# EXERCISE AIM
What comes back must be the data itself, retyped exactly.

Collected data entries:

____

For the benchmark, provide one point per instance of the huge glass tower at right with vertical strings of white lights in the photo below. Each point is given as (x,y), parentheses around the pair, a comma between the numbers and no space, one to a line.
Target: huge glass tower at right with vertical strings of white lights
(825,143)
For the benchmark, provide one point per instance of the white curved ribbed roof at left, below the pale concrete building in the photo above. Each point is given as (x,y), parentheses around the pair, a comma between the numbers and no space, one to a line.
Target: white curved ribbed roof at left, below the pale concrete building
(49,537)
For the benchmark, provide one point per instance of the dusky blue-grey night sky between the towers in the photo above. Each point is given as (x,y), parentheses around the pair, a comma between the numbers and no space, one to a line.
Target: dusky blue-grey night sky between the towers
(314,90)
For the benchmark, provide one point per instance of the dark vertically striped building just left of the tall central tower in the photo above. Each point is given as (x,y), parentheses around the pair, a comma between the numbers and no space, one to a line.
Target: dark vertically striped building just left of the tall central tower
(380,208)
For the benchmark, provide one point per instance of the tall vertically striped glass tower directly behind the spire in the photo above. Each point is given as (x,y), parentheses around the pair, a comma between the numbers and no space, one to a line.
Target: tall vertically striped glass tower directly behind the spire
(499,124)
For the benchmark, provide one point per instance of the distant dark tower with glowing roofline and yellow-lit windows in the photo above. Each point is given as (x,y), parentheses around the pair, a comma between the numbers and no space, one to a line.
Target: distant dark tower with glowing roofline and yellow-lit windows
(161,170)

____

# RESPONSE TO THE EXERCISE
For the benchmark, provide one point per instance of the huge glass tower at right with vertical strings of white lights in the photo below. Each point is given as (x,y), parentheses around the pair, a comma between the numbers and no space, one to a line.
Target: huge glass tower at right with vertical strings of white lights
(825,143)
For the benchmark, provide one point per instance of the white curved ribbed roof at left, below the pale concrete building in the photo above. Each point is given as (x,y), parentheses around the pair, a comma between the numbers and no space, one to a line.
Target: white curved ribbed roof at left, below the pale concrete building
(49,537)
For the benchmark, provide one point per instance of the dusky blue-grey night sky between the towers in the photo above. Each point is given as (x,y), parentheses around the pair, a comma between the numbers and no space, one to a line.
Target: dusky blue-grey night sky between the towers
(314,90)
For the benchmark, provide one point per instance of the dark vertically striped building just left of the tall central tower in the photo above. Each point is given as (x,y), parentheses around the pair, a comma between the numbers and no space, one to a line.
Target: dark vertically striped building just left of the tall central tower
(380,208)
For the benchmark, provide one point per instance of the tall vertically striped glass tower directly behind the spire in the photo above. Each point is given as (x,y), parentheses around the pair, a comma between the numbers and no space, one to a line.
Target: tall vertically striped glass tower directly behind the spire
(499,124)
For the benchmark, provide one point per instance of the distant dark tower with glowing roofline and yellow-lit windows in the photo above. Each point is given as (x,y), parentheses around the pair, a comma between the numbers and no space, one to a line.
Target: distant dark tower with glowing roofline and yellow-lit windows
(161,170)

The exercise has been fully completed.